Required work:
Retype the listing below exactly, beginning at the line that contains "Query: man in black jacket" and ending with its last line.

○ ○ ○ ○ ○

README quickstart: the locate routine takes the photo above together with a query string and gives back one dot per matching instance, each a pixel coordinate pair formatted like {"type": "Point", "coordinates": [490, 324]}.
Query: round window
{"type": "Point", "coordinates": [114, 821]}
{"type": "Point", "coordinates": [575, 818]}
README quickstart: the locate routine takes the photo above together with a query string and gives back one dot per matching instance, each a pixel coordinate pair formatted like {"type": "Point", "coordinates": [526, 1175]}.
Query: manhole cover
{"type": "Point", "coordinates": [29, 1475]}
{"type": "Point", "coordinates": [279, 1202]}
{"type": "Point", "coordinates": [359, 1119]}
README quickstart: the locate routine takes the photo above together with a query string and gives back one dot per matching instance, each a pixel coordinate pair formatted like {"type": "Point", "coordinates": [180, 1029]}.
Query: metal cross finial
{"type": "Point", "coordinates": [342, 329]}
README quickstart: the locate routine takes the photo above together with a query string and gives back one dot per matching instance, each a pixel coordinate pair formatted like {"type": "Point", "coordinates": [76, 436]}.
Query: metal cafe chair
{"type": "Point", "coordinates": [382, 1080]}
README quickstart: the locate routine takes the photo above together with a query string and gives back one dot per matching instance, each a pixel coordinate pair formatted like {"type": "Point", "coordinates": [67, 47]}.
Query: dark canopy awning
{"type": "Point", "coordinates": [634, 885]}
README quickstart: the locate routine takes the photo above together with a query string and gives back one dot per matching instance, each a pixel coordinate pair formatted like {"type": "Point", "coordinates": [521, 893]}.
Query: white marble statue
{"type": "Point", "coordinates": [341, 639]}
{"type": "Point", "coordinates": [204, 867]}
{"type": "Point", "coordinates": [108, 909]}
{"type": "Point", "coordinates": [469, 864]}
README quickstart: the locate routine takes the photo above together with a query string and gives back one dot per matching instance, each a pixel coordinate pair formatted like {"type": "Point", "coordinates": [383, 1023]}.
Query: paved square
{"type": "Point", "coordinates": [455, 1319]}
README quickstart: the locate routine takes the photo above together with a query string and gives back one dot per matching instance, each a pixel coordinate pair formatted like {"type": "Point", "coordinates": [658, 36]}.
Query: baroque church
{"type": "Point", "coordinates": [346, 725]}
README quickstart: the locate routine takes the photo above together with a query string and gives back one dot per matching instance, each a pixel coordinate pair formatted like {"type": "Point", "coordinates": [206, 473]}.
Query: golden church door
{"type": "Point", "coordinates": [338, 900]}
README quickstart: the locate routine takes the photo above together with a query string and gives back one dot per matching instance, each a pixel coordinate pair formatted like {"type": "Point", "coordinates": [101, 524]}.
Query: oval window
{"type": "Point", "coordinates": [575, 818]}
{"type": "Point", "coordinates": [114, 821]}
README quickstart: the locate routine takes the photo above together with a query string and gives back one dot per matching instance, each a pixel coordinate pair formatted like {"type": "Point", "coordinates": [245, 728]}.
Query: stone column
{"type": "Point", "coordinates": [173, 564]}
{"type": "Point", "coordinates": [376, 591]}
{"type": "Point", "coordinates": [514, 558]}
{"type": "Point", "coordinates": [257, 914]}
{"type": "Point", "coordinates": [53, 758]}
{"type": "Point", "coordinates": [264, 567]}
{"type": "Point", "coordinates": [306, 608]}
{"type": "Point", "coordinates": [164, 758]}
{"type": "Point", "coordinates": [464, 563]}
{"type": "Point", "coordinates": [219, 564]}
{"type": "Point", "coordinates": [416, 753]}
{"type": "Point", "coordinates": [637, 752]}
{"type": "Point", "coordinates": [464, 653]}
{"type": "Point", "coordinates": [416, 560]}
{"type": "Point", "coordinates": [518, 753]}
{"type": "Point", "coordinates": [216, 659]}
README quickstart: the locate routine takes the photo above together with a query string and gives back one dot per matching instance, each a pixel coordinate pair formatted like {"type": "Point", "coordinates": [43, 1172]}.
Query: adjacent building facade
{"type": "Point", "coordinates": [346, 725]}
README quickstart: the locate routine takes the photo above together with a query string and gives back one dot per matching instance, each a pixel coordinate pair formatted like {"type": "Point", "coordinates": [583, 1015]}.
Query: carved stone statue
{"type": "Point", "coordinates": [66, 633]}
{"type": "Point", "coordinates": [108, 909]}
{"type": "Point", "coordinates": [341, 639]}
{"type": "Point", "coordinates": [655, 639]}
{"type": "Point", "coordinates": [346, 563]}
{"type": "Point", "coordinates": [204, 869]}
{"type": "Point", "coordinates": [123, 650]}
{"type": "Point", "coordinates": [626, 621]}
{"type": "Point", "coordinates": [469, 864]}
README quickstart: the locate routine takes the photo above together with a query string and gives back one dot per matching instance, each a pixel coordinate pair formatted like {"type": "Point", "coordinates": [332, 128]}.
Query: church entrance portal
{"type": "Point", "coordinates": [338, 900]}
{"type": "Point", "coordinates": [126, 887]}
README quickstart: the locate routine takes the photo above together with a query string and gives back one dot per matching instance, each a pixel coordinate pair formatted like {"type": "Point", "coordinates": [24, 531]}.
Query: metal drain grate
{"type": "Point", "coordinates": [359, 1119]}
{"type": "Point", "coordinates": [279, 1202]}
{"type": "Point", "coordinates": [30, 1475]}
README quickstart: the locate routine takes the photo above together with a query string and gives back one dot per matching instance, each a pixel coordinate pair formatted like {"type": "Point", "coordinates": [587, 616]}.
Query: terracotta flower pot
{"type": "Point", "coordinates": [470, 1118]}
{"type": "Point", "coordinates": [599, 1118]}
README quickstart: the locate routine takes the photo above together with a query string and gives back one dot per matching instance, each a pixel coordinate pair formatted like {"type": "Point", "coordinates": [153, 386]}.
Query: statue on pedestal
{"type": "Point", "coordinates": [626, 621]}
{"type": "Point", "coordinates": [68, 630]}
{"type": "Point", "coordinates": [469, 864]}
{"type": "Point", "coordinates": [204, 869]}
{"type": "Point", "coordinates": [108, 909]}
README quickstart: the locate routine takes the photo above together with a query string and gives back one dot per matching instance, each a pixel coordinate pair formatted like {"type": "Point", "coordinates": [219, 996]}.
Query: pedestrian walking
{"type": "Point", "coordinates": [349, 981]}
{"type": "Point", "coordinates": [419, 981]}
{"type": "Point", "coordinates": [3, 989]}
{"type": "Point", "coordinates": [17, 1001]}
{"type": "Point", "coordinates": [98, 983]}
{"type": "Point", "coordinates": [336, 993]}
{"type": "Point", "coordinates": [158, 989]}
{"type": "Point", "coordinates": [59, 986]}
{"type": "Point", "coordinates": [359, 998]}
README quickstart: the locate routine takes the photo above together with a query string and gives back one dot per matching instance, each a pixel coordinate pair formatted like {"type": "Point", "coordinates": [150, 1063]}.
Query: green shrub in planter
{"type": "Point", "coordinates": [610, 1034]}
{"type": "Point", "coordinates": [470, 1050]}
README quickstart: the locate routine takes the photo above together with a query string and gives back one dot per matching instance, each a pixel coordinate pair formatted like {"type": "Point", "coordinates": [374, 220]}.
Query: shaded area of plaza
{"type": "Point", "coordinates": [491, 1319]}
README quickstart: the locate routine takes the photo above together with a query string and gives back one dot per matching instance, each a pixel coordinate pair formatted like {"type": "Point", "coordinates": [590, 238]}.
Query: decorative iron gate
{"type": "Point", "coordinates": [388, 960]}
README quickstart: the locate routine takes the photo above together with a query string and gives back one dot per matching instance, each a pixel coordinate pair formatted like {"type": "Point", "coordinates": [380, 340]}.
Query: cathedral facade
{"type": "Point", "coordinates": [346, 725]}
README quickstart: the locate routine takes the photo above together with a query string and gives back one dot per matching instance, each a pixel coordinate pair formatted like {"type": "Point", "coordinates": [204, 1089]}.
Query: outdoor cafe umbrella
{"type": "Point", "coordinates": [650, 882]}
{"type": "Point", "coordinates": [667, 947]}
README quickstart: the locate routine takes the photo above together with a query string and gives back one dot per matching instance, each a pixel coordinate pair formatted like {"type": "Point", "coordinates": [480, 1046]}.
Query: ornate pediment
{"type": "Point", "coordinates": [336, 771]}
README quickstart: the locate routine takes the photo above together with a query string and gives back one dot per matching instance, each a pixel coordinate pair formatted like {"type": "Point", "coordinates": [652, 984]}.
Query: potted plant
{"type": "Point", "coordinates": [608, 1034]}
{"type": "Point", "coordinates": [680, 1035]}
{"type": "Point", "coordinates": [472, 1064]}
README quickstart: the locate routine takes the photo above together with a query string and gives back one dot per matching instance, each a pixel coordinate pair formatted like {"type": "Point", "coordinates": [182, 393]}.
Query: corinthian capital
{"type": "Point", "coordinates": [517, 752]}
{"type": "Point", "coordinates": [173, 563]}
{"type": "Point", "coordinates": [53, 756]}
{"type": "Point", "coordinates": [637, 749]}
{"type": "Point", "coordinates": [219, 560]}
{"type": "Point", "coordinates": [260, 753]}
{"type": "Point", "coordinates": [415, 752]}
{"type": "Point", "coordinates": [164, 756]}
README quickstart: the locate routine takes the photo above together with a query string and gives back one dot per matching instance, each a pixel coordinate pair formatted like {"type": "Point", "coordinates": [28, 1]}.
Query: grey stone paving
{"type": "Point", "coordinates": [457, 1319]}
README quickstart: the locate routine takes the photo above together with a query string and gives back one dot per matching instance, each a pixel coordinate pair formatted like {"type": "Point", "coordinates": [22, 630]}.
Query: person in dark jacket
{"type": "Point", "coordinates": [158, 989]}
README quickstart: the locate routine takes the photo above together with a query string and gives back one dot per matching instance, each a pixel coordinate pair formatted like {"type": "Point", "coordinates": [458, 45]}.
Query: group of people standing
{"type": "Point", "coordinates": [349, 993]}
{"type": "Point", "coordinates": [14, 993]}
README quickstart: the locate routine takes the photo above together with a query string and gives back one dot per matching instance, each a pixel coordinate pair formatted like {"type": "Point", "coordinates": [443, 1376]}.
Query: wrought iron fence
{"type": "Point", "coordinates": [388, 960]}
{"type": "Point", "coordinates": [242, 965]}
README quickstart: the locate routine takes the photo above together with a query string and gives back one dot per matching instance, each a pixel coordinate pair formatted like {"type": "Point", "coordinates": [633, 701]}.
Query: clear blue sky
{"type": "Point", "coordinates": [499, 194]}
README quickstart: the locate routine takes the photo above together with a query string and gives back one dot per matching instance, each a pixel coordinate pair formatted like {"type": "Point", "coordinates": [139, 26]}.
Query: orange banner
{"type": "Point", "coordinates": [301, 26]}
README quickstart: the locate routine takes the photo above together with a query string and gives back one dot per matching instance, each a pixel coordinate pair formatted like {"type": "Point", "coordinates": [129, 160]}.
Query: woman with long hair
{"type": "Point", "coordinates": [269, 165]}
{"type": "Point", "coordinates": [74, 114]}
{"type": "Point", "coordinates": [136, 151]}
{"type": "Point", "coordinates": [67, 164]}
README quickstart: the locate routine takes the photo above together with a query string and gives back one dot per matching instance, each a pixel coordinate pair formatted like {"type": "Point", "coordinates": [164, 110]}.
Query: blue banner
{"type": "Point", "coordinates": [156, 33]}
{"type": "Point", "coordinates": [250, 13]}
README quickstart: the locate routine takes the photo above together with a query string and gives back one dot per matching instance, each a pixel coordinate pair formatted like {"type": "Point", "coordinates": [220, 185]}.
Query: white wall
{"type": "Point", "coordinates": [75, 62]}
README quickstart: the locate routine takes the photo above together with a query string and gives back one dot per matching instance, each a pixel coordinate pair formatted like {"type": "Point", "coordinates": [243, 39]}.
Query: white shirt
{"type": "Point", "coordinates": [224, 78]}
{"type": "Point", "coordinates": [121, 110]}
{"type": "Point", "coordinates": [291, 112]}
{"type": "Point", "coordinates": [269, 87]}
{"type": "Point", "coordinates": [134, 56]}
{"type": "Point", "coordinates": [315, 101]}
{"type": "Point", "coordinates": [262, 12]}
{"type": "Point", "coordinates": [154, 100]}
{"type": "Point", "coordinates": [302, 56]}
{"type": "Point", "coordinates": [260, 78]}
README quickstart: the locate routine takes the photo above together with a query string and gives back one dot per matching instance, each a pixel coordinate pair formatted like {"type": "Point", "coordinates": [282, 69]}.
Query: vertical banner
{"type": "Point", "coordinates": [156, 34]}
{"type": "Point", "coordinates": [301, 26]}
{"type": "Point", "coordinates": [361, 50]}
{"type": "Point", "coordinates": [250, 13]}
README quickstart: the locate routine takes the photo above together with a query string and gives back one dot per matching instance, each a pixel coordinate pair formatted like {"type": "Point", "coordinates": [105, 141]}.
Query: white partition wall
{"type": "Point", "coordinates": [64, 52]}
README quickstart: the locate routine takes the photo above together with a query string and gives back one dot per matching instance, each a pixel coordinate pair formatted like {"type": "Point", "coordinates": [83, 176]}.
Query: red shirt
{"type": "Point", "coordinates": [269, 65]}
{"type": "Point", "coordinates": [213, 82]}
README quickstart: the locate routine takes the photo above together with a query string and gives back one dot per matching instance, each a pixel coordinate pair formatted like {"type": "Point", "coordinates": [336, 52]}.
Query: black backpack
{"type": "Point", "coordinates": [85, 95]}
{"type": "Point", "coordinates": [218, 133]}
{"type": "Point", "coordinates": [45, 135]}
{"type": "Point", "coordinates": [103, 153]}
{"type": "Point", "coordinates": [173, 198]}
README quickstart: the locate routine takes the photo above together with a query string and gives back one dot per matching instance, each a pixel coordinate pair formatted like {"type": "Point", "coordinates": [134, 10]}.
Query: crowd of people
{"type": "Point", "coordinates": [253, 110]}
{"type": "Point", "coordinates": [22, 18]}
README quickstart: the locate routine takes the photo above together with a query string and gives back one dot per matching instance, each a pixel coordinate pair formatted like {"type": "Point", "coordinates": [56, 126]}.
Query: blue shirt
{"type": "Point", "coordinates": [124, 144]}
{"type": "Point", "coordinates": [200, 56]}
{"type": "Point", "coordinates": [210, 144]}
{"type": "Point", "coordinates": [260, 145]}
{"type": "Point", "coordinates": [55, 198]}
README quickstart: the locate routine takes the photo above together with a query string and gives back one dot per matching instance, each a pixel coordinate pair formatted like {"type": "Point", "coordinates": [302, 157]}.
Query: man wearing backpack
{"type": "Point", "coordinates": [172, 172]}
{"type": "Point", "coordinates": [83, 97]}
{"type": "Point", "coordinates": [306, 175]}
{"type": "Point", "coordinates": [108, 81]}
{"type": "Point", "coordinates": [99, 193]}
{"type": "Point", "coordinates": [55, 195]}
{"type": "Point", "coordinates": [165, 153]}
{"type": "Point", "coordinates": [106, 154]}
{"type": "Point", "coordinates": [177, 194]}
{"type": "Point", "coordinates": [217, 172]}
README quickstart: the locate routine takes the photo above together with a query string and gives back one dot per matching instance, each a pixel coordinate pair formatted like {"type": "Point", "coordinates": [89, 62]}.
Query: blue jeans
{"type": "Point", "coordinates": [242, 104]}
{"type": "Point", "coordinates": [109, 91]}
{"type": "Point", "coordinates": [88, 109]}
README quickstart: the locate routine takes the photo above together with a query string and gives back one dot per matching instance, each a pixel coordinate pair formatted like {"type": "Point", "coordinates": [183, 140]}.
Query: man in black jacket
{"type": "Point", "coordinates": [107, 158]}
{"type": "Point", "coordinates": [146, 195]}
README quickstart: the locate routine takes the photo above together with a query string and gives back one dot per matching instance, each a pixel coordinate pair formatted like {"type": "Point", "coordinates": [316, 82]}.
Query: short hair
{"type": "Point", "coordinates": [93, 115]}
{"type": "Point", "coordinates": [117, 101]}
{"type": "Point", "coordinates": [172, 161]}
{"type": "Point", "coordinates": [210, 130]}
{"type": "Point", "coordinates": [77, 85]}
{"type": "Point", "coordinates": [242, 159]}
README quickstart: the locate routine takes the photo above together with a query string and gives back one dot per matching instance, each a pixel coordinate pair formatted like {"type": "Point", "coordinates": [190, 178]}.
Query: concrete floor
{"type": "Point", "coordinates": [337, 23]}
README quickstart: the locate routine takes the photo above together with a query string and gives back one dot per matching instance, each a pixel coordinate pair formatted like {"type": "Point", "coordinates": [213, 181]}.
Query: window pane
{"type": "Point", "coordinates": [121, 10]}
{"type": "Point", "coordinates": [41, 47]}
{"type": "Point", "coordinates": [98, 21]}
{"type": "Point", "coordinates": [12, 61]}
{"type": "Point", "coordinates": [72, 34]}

○ ○ ○ ○ ○

Answer space:
Query: man in black jacket
{"type": "Point", "coordinates": [107, 158]}
{"type": "Point", "coordinates": [146, 195]}
README quickstart: the locate routine takes the photo above together with a query string and gives back one dot per matching instance, each a pixel coordinate pair formatted like {"type": "Point", "coordinates": [316, 82]}.
Query: short hair
{"type": "Point", "coordinates": [93, 115]}
{"type": "Point", "coordinates": [117, 101]}
{"type": "Point", "coordinates": [172, 161]}
{"type": "Point", "coordinates": [210, 130]}
{"type": "Point", "coordinates": [77, 85]}
{"type": "Point", "coordinates": [242, 159]}
README quickstart: the locate routine takes the photo above together with a query string and gives back one dot per matching instance, each a pixel coordinate pair formatted like {"type": "Point", "coordinates": [190, 178]}.
Query: concrete floor
{"type": "Point", "coordinates": [337, 23]}
README quickstart: the locate routine takes the photo above together with a query string and gives back one dot per matching instance, each a pixel coordinate pair formatted like {"type": "Point", "coordinates": [213, 181]}.
Query: window pane
{"type": "Point", "coordinates": [121, 10]}
{"type": "Point", "coordinates": [41, 47]}
{"type": "Point", "coordinates": [98, 21]}
{"type": "Point", "coordinates": [12, 61]}
{"type": "Point", "coordinates": [72, 34]}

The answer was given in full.